0918 GMT May 25, 2019
Britain is undergoing a radical demographic shift, with the number of people aged 65 and over set to grow by more than 40 percent in two decades, reaching more than 17 million by 2036, theguardian.com reported.
The number of households where the oldest person is 85 or over is increasing faster than any other age group.
But although we are living longer than ever before, the report warns that millions risk missing out on a good later life due to increasing pressure on health and care services, local authorities, the voluntary sector and government finances.
“Ageing is inevitable but how we age is not. Our current rates of chronic illness, mental health conditions, disability and frailty could be greatly reduced if we tackled the structural, economic and social drivers of poor health earlier,” said Dr. Anna Dixon, the chief executive at Centre for Ageing Better.
“Our extra years of life are a gift that we should all be able to enjoy and yet — as this report shows — increasing numbers of us are at risk of missing out,” she added.
The Center for Ageing Better’s report, ‘The State of Ageing in 2019’, warns that today’s least well-off over-50s face far greater challenges than wealthier peers and are likely to die younger, become sicker earlier and fall out of work due to ill-health.
The research brings together publicly available data sources to reveal vast differences in how people experience ageing depending on factors such as where they live, how much money they have or what sex or ethnicity they are.
While people aged 65 can expect to live just half of the remainder of their life without disability, those in less affluent parts of the country will die earlier and be sicker for longer. Ill-health is a major cause of people falling out of work prematurely and can affect quality of life and access to services such as healthcare.
The poorest people are three times more likely than the wealthiest to retire early because of ill-health: 39 percent of men and 31 percent of women compared with six percent of both sexes in the highest wealth quintile.
Although we are living far longer, a significant and increasing proportion of people are managing multiple health conditions and mobility problems from mid-life onwards, the report said.
Of people aged 50 to 64, 23 percent have three or more long-term health conditions.
Meanwhile, the poorest men in society aged over 50 are three times more likely than the wealthiest to have chronic heart disease, two times more likely to have type 2 diabetes, and two times more likely to have arthritis.
The report reveals that pensioner poverty is rising for the first time since 2010 and is more prevalent for women and black, Asian and minority ethnic groups.

# Stored items:
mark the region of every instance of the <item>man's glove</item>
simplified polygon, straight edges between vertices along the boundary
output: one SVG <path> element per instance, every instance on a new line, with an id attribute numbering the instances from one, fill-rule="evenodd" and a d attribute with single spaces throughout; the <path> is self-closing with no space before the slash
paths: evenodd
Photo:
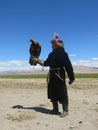
<path id="1" fill-rule="evenodd" d="M 34 58 L 34 61 L 42 66 L 44 66 L 44 61 L 40 60 L 39 58 Z"/>
<path id="2" fill-rule="evenodd" d="M 73 82 L 74 82 L 74 80 L 70 80 L 70 81 L 69 81 L 69 84 L 71 85 Z"/>

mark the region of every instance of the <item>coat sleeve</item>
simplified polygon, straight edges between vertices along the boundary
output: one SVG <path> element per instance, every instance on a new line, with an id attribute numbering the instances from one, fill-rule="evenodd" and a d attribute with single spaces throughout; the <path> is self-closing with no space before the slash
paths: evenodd
<path id="1" fill-rule="evenodd" d="M 74 72 L 73 72 L 73 67 L 72 67 L 72 64 L 70 62 L 70 59 L 69 59 L 67 53 L 65 53 L 65 58 L 64 59 L 65 59 L 64 60 L 64 66 L 65 66 L 65 69 L 67 71 L 69 80 L 70 81 L 74 81 L 75 80 L 75 76 L 74 76 Z"/>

# WHAT IS REQUIRED:
Can you return, word for word, the part of the report on Britain's ageing population that opens with the words containing "0918 GMT May" and closes with "other age group."?

# PROBLEM SOLUTION:
0918 GMT May 25, 2019
Britain is undergoing a radical demographic shift, with the number of people aged 65 and over set to grow by more than 40 percent in two decades, reaching more than 17 million by 2036, theguardian.com reported.
The number of households where the oldest person is 85 or over is increasing faster than any other age group.